PROBLEM DESCRIPTION: Every line of the records below that holds the word "Outline" should be copied out.

[DATA FOR THIS EXERCISE — start]

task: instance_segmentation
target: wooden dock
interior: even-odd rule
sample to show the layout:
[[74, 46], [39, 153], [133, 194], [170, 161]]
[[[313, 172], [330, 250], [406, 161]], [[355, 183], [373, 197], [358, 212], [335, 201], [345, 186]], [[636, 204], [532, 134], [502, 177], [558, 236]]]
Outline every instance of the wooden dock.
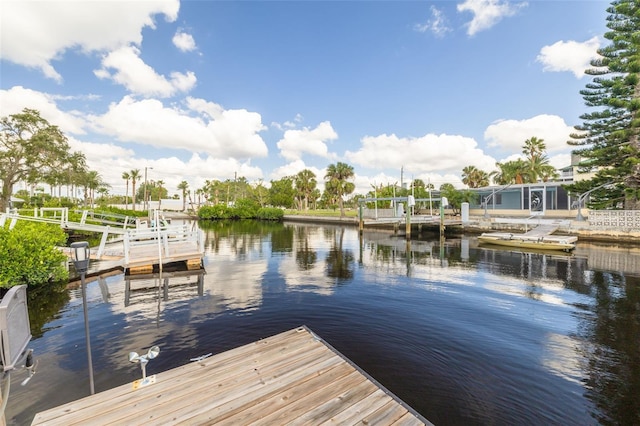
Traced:
[[126, 384], [52, 408], [32, 424], [320, 423], [431, 424], [306, 327], [159, 373], [137, 390]]

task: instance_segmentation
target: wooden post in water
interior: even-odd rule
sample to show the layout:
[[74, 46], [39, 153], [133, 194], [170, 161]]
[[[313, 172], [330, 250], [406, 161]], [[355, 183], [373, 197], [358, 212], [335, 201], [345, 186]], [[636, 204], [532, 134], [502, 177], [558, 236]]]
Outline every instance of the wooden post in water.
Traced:
[[407, 209], [407, 214], [405, 215], [405, 223], [406, 223], [406, 238], [407, 240], [411, 239], [411, 210]]
[[360, 235], [362, 235], [362, 233], [364, 232], [364, 214], [362, 213], [362, 203], [359, 203], [359, 211], [358, 214], [360, 216], [360, 224], [358, 226], [358, 229], [360, 230]]
[[440, 237], [444, 237], [444, 205], [440, 202]]

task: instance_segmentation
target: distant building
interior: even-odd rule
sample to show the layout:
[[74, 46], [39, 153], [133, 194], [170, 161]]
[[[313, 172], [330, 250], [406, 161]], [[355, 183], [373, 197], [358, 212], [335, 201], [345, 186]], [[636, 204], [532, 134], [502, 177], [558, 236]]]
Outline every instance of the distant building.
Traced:
[[[570, 195], [563, 185], [591, 179], [595, 170], [579, 172], [585, 167], [587, 163], [580, 156], [571, 154], [571, 165], [558, 170], [560, 177], [557, 180], [471, 189], [478, 197], [469, 207], [475, 215], [486, 212], [496, 216], [575, 217], [580, 194]], [[586, 209], [582, 213], [587, 214]]]
[[[562, 187], [566, 182], [538, 182], [521, 185], [486, 186], [476, 188], [478, 197], [470, 203], [472, 210], [486, 211], [494, 215], [568, 216], [577, 213], [574, 201]], [[571, 212], [573, 208], [573, 214]], [[476, 211], [474, 214], [479, 214]]]
[[584, 160], [582, 157], [576, 154], [571, 154], [571, 164], [558, 169], [560, 172], [560, 181], [564, 183], [580, 182], [583, 180], [591, 179], [597, 169], [590, 168], [589, 172], [580, 172], [580, 169], [589, 168], [589, 160]]

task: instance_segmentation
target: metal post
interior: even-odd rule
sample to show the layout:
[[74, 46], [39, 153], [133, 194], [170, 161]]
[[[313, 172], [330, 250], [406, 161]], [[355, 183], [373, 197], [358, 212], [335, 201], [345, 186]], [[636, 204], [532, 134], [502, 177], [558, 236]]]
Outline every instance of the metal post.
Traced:
[[93, 385], [93, 361], [91, 360], [91, 335], [89, 334], [89, 309], [87, 308], [87, 289], [85, 284], [85, 274], [89, 268], [91, 252], [89, 243], [77, 241], [71, 244], [73, 264], [76, 271], [80, 273], [80, 287], [82, 290], [82, 309], [84, 311], [84, 337], [87, 343], [87, 362], [89, 364], [89, 388], [91, 395], [96, 393]]
[[581, 206], [581, 202], [578, 201], [578, 215], [576, 216], [576, 220], [578, 222], [583, 222], [584, 221], [584, 216], [582, 216], [582, 206]]
[[80, 272], [80, 283], [82, 285], [82, 308], [84, 310], [84, 335], [87, 341], [87, 362], [89, 363], [89, 388], [91, 389], [91, 395], [95, 394], [95, 387], [93, 384], [93, 361], [91, 359], [91, 338], [89, 334], [89, 310], [87, 308], [87, 290], [84, 282], [85, 272]]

[DATA FOR THIS EXERCISE — finish]

SOLUTION TO THIS TASK:
Outline every instance of the wooden dock.
Outline every instance of the wooden post in water.
Outline every instance of the distant building.
Outline every instance of the metal post.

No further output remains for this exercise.